▶ Directions: Copy the part of the blog post on Australia's asylum-seeker boats below, starting with "I don’t know" and going on through "am so ashamed.".

*** Opening of Selected excerpt ***

This is not the answer

Today, the news was full of Australia’s latest salvo in the quest to ‘stop the boats’.

Our elected government stopped a boat full of Sri Lankan asylum seekers, processed them via a tele-conference hookup, and gave them back to the Sri Lankan authorities. No care. No responsibility. No compassion.

I don’t know what the answer is to stopping people from dying in leaky boats…but I do know that saving lives is not my government’s primary concern.

I did not vote for them, but I am responsible for the evil they do in my name. I am so ashamed. 


About acflory

I am the kind of person who always has to know why things are the way they are so my interests range from genetics and biology to politics and what makes people tick. For fun I play online mmorpgs, read, listen to a music, dance when I get the chance and landscape my rather large block. Work is writing. When a story I am working on is going well I'm on cloud nine. On bad days I go out and dig big holes... View all posts by acflory

21 responses to “This is not the answer

  • Stephanie Allen Crist

    I don’t believe you’re responsible for the acts of your government. If I believed that I wouldn’t be able to lift my head up or get out of bed. My government’s actions are depressing enough without feelings of personal responsibility for things outside of my control.

*** Close of Selected excerpt ***
*** Opening of Supplied data ***

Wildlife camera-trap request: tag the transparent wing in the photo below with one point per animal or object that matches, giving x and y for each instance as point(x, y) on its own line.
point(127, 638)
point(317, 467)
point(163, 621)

*** Close of Supplied data ***
*** Opening of Supplied data ***

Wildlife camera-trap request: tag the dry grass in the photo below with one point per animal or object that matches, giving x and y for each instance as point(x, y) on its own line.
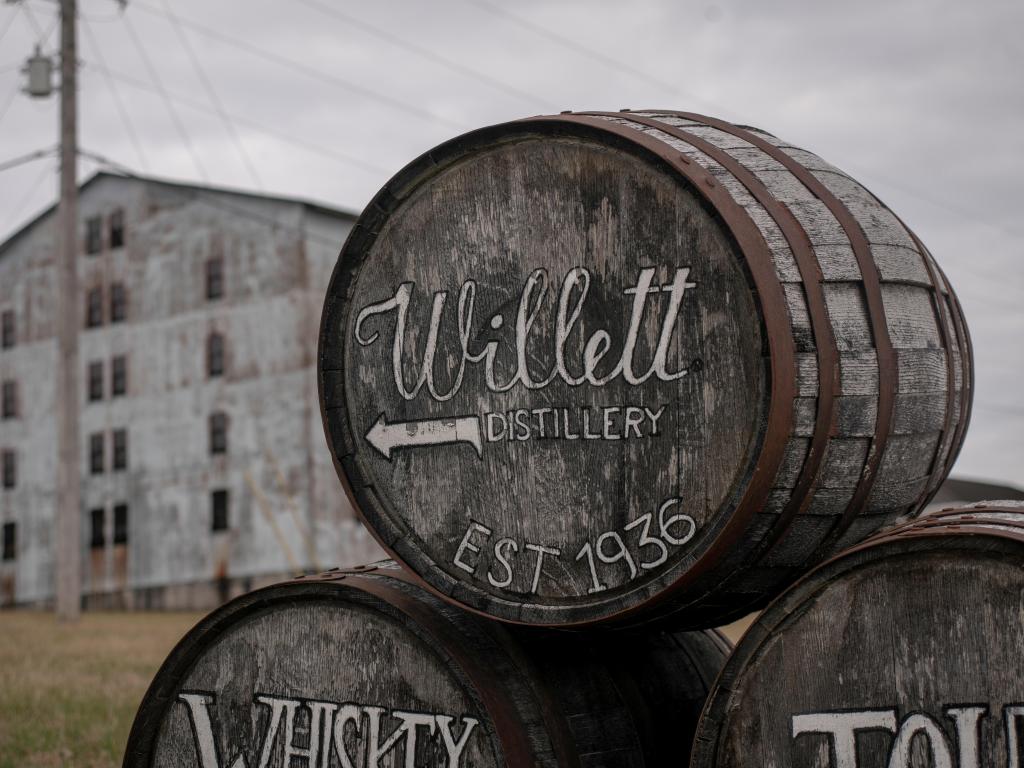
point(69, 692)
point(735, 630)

*** Close of Supplied data ***

▶ Solved problem:
I don’t know what the answer is to stopping people from dying in leaky boats…but I do know that saving lives is not my government’s primary concern.

I did not vote for them, but I am responsible for the evil they do in my name. I am so ashamed.